## Instructions to follow
Give the entries back exactly, dropping each image.

* BEGIN Input data *

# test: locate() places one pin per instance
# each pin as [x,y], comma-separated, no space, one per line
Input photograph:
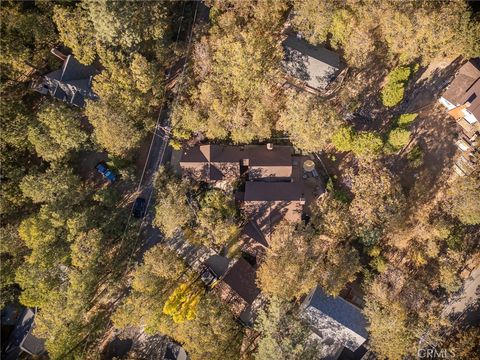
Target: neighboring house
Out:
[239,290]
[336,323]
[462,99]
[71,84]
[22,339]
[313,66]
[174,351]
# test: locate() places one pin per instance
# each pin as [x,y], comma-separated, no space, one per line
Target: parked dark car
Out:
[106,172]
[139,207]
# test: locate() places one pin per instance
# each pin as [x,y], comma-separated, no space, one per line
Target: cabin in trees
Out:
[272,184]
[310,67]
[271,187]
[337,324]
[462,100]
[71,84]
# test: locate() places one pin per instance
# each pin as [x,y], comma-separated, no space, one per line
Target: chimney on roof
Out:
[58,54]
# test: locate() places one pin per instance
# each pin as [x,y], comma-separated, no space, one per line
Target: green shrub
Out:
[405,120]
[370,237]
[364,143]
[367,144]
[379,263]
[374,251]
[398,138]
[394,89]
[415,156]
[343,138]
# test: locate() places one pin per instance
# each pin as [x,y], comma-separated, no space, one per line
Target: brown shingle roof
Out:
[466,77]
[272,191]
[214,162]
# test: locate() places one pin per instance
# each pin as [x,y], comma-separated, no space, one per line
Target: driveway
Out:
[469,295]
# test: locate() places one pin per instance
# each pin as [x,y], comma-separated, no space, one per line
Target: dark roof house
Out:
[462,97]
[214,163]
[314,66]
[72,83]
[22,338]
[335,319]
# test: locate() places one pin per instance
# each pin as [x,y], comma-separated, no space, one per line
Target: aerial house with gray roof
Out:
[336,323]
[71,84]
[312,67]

* END Input data *

## Response for this exercise
# test: locate() places one pin per instance
# each pin as [x,y], comma-separated, no space, one per line
Input photograph:
Target: neighboring house
Out:
[239,290]
[336,323]
[462,99]
[71,84]
[22,339]
[313,66]
[174,351]
# test: locate() places one pin per instance
# each pin as [x,y], comma-separated, no space, one per line
Target: parked dark car
Out:
[106,172]
[139,207]
# test: locate() places one pin per instance
# each pin as [x,y], comma-separated, no space, one per line
Target: cabin in trees
Out:
[272,184]
[310,67]
[271,187]
[337,324]
[462,100]
[71,84]
# test: locate() places one pin per instance
# each pin as [x,y], comma-separated, no space, one per line
Target: chimney on roof
Out:
[58,54]
# test: locate() places one pin per instance
# each pin as [x,y], comma-separated, no space, one per line
Target: green shrub
Out:
[405,120]
[370,237]
[364,143]
[367,144]
[379,263]
[374,251]
[398,138]
[394,89]
[415,156]
[343,138]
# test: locate() places one pin per instance
# each pin as [x,y], comma-separated, no space, one per line
Target: brown shingle roof
Out:
[466,77]
[272,191]
[214,162]
# test: locate() places one pin per instance
# each pin as [x,y], comma-separated, no space, one per line
Target: driveway
Out:
[469,295]
# test: locate() places one pin per instance
# each pin as [x,y], comma-separated, no space, one per line
Target: dark roof house
Out:
[462,97]
[214,163]
[314,66]
[72,83]
[22,338]
[335,319]
# test: locate() places one pin per instance
# each pin as [x,y], comma-separated, no space, one per line
Target: aerial house with gray roof
Out:
[336,323]
[71,84]
[312,67]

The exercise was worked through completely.